→ **What you will do**
Take the line that contains "In this exercise you will tag the parking" as the first and the last line of the material as the final one; set down exactly the lines in that span.

..........

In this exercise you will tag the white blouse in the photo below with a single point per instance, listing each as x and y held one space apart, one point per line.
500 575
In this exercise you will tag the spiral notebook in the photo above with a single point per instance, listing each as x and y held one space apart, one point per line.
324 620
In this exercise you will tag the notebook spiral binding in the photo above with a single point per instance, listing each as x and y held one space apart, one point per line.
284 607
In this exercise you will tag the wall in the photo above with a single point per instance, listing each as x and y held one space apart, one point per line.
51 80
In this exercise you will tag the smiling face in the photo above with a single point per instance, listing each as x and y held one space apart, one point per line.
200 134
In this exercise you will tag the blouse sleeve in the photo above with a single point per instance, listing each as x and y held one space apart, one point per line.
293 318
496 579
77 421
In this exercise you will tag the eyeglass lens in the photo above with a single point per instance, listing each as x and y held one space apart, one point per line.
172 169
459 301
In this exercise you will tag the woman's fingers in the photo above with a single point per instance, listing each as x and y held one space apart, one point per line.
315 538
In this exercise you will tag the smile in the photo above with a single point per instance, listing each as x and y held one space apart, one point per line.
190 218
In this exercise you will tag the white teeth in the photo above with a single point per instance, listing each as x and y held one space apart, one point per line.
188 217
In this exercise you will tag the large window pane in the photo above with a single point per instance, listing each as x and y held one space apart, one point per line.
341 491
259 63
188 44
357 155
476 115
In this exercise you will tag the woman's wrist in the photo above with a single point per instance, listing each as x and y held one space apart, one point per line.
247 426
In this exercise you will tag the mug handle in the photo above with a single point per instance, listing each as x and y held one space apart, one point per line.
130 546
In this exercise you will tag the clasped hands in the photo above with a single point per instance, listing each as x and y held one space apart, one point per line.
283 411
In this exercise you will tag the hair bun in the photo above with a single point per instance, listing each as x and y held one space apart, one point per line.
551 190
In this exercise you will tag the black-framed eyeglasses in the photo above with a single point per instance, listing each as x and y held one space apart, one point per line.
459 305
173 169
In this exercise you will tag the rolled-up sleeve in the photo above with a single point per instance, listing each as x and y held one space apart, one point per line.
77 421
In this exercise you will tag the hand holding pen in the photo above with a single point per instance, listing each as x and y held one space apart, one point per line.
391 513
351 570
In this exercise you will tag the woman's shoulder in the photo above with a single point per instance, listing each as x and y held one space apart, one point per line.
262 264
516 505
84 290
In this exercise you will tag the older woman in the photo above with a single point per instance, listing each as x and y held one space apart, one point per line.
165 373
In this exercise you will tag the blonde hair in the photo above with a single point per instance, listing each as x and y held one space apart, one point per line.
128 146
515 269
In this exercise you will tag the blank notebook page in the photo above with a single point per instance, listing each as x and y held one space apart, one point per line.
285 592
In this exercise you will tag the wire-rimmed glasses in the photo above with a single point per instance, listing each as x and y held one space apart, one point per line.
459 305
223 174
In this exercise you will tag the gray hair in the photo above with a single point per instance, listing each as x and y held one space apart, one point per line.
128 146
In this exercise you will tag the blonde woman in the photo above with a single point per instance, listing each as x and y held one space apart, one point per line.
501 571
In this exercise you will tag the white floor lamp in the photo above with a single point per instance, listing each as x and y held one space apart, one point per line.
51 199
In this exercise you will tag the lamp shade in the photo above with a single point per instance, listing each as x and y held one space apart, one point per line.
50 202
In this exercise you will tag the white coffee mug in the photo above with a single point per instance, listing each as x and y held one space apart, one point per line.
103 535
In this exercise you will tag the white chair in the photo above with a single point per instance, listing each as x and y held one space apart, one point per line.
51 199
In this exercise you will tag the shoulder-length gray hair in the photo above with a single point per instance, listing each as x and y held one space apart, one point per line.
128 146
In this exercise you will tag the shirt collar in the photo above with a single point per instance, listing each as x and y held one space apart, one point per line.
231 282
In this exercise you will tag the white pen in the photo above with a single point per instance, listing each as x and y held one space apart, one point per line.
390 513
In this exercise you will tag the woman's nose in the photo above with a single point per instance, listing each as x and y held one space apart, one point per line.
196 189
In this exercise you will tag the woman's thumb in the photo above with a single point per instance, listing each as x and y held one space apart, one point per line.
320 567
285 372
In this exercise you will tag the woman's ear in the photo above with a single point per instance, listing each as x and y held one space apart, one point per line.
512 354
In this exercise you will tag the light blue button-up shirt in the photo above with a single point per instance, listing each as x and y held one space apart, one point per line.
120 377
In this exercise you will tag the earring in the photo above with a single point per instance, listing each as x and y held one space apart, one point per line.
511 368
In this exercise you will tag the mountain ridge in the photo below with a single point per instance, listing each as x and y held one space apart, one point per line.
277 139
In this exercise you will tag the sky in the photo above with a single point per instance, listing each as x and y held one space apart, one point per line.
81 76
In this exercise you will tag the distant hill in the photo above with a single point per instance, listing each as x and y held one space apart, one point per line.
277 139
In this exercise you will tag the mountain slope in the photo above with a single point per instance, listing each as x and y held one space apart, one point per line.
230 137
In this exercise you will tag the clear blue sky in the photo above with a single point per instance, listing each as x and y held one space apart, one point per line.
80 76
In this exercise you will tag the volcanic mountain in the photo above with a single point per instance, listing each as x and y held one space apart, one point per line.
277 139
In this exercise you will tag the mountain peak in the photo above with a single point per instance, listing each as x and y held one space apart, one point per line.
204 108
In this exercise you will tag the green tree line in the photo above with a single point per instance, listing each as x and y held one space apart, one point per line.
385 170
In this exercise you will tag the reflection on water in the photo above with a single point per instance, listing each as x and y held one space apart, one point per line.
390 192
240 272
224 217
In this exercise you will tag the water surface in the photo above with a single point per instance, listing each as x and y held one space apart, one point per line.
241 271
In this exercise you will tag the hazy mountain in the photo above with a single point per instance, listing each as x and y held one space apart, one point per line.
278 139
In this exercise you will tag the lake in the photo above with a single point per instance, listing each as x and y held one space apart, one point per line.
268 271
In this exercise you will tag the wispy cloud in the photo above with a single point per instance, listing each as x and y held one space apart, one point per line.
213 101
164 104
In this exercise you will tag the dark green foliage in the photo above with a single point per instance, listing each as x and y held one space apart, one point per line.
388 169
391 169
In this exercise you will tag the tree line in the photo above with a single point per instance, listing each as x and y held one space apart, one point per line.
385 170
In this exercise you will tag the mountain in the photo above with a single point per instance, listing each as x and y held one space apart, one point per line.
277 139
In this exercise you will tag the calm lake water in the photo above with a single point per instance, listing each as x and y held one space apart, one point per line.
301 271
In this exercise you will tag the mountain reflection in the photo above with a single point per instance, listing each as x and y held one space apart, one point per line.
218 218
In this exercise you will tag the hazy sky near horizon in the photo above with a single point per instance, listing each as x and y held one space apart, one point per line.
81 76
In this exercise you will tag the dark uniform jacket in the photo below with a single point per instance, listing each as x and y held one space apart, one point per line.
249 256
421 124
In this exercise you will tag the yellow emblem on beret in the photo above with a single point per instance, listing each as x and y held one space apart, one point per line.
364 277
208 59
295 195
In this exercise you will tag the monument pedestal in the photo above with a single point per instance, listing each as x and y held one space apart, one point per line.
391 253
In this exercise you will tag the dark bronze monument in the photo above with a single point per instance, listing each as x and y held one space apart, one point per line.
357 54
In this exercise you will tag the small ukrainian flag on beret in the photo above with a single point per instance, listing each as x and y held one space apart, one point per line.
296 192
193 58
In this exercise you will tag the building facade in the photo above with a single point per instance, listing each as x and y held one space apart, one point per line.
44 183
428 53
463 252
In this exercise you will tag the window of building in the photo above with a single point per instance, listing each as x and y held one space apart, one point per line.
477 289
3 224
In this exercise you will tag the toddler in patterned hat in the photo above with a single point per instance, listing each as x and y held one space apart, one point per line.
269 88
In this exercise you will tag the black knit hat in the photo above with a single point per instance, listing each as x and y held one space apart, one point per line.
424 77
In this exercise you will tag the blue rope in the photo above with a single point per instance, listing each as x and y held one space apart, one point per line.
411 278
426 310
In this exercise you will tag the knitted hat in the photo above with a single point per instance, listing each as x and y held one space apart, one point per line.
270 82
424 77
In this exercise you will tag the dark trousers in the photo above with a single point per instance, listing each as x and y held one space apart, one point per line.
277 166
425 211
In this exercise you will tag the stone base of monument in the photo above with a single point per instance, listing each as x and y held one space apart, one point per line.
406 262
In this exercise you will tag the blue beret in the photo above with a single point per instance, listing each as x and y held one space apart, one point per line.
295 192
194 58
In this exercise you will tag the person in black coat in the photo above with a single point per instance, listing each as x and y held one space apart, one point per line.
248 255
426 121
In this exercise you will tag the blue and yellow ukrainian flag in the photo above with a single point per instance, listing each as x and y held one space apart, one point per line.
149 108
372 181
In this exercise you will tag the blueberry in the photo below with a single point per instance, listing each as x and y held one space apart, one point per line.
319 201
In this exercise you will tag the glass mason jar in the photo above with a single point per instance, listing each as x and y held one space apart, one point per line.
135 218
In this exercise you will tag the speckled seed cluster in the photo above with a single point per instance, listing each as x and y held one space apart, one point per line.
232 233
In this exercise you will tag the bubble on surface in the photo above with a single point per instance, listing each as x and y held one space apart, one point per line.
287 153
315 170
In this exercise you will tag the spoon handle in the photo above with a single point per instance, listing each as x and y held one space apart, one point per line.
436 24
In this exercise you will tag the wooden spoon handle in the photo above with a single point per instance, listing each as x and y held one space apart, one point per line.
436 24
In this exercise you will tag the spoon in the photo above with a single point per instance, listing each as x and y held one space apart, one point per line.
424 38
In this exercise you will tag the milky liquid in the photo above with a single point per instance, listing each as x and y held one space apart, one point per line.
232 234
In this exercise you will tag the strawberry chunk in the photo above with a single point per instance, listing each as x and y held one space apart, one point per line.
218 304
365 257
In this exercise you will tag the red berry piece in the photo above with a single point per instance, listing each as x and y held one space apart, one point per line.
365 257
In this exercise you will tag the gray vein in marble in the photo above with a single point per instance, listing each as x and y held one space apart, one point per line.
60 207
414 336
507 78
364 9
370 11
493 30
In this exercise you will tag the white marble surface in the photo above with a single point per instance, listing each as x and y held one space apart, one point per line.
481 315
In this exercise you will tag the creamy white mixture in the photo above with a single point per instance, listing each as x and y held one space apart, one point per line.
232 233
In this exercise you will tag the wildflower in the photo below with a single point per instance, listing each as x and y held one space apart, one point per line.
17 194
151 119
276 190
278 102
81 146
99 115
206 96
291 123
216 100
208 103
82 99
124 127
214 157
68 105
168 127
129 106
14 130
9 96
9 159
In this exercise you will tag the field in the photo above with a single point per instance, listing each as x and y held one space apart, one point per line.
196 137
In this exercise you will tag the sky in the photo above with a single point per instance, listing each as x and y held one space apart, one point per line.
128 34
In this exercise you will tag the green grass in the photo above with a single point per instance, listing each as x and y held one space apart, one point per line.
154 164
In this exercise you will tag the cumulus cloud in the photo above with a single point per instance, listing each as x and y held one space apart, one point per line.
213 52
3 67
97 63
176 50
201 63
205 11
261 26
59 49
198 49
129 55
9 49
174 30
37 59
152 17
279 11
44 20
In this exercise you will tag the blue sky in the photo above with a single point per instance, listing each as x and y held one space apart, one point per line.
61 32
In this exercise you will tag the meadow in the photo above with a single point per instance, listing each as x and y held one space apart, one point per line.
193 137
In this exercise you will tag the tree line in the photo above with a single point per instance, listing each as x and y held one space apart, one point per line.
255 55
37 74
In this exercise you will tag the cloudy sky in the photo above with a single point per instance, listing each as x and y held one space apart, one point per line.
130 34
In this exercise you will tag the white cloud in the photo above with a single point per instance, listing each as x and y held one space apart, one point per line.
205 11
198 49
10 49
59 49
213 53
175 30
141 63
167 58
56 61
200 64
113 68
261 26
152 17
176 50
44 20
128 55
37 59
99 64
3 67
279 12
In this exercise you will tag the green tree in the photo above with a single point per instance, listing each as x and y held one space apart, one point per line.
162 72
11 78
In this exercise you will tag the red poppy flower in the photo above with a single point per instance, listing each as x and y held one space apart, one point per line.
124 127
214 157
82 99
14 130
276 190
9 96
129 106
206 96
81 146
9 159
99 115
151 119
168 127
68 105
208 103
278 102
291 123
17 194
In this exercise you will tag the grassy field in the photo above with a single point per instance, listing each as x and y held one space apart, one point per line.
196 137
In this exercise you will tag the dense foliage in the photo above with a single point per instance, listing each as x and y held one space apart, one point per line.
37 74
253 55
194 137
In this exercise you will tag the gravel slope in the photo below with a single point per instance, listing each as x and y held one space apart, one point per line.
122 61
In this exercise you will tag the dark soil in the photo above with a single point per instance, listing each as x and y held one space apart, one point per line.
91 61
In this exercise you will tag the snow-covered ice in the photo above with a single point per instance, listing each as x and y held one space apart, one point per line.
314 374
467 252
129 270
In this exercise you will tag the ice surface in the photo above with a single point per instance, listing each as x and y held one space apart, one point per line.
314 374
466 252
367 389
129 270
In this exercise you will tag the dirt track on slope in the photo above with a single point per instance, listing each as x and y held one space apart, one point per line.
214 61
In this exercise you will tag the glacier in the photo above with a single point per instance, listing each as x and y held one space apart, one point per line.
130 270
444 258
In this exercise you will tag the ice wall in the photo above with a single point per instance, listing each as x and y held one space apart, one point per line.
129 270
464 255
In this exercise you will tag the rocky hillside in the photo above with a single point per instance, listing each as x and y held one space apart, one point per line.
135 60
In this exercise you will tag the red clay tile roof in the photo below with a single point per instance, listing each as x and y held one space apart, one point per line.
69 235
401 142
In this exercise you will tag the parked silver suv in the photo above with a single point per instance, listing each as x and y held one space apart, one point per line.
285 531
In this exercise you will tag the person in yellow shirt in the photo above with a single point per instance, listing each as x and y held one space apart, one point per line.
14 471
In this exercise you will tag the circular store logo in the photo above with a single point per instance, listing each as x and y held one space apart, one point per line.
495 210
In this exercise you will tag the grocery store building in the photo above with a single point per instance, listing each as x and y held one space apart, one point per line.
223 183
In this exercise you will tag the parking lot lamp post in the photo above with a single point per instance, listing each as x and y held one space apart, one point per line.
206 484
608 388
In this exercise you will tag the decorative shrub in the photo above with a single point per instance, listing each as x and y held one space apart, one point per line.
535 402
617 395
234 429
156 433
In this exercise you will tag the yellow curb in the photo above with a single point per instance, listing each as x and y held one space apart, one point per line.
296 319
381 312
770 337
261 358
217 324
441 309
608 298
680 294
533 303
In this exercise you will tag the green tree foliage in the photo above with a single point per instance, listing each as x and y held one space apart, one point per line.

..........

→ **Written response**
In this exercise you will tag the parking lot lamp post in the photo above with a single point per instance, listing each as x and y held one space apart, one point per line.
206 484
608 388
In this exercise you will tag the decorative shrub in the photo above with a single point per instance, listing each as x and y held one space apart, one point per line.
535 402
617 395
234 429
156 433
In this exercise you will tag the yellow curb in the photo above with a single point per instance, listing each as x and y held one space apart, one point per line.
296 319
381 312
770 337
261 358
217 324
441 309
608 298
680 294
533 303
In this exercise you will tag the green tree foliage in the photo above with a single point per instance, listing each as x and y held one space apart, one point per line.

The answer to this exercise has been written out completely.